-- Uraian masalah 1 --
Salin ulang bagian catatan yang dimulai dari baris berisi "target | ceiling fan blade" hingga akhir catatan, dengan kedua ujungnya ikut disertakan. Jangan sertakan gambar dalam jawaban.

-- Cuplikan teks --
Made Pasek Wijaya, Si Kijang Timnas Indonesia dari Tanah Dewata

oleh Wiwig Prayugi diperbarui 20 Mar 2017, 10:15 WIB
I Made Pasek Wijaya, mantan pemain Timnas Indonesia. (Bola.com/Adreanus Titus-foto: Vitalis Yogi Trisna)

Bola.com, Jakarta - I Made Pasek Wijaya pada era pertengahan 1980-an hingga 2000 dikenal sebagai gelandang Timnas Indonesia yang lincah, hingga dijuluki Si Kijang dari Tanah Dewata.

"Saya bertaruh dengan teman sekelas saya di SMA Ragunan, Rexy Mainaky. Siapa yang lebih dahulu ke luar negeri dapat medali."

Ungkapan I Made Pasek Wijaya kepada Bola.com itu membuka kenangan masa lalunya di Timnas Indonesia yang berawal dari SMA Ragunan. Rexy, legenda bulutangkis Indonesia, pada masa remaja menjadi teman sekelas Made Pasek. Walau berbeda cabang, remaja di kelas 1 SMA Ragunan itu bersaing meraih prestasi. Bila pertandingan digelar di luar negeri, gengsi akan semakin tinggi.

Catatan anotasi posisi
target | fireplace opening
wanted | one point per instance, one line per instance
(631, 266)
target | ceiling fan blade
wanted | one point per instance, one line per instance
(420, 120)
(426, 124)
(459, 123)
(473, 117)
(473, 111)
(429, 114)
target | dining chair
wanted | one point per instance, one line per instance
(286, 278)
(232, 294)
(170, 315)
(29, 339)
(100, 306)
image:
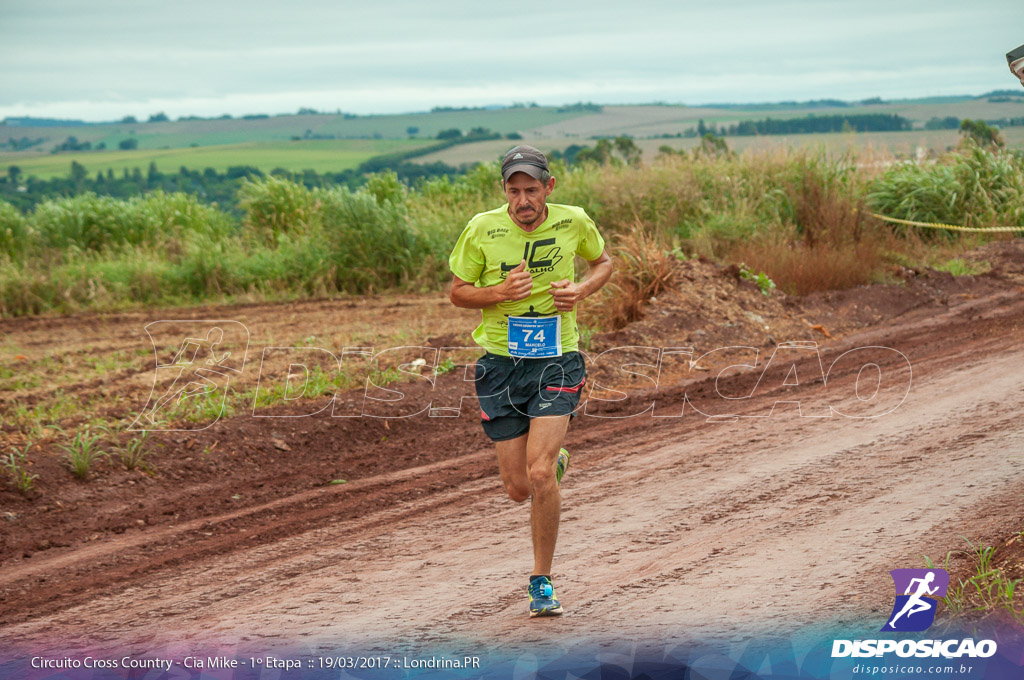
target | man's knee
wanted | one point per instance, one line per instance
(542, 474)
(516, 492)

-- Uraian masalah 2 --
Lanjutkan artikel tentang Made Pasek Wijaya dari kalimat terakhir yang tercantum.

-- Keluaran yang diharapkan 1 --
target | ceiling fan blade
wanted | one point per instance, one line per instance
(420, 120)
(426, 124)
(459, 123)
(473, 117)
(473, 111)
(429, 114)
target | dining chair
wanted | one point per instance, one line per instance
(286, 278)
(232, 294)
(170, 315)
(29, 339)
(100, 306)
image:
target | man's knee
wanted | one point per instance, one line per instance
(542, 474)
(516, 492)

-- Keluaran yang diharapkan 2 --
Advertisement

Made Pasek yang kini akrab dengan panggilan Pakde, meninggalkan kampung halaman dan masuk SMA Ragunan untuk mengejar impian ke Timnas Indonesia pada 1983. Setahun kemudian, ia membawa medali emas pertamanya dari timnas pada ajang Piala Pelajar Asia.

Piala Pelajar Asia 1984 digelar di India. Indonesia yang ditangani Omo Suratmo, Maryoto, dan Bukhard Pape, mengalahkan Thailand pada babak final. Rekan seangkatan Made Pasek pada Piala Pelajar Asia di antaranya pelatih Martapura FC, Frans Sinatra, Noah Meriem, dan legenda Persib Bandung, Yudi Guntara.

Pada edisi berikutnya, Made meraih juara pada ajang sama yang digelar di Senayan. Setelah melewati masa di timnas junior, Made Pasek naik level ke timnas senior dan meraih medali perunggu SEA Games 1989. Ia juga bergabung dalam skuat Garuda Pra Piala Dunia 1990.

Sederet prestasi ia dapatkan bukan tanpa perjuangan. Made Pasek sempat mengalami kegalauan luar biasa saat meninggalkan keluarga dalam waktu yang cukup lama.

"Kakak yang membawa saya ke SMA Ragunan setelah mengikuti Piala Soeratin dan Popnas tahun 1983. Baru dua minggu saya minggat. Tidak betah karena saya cenderung gampang kangen rumah," katanya.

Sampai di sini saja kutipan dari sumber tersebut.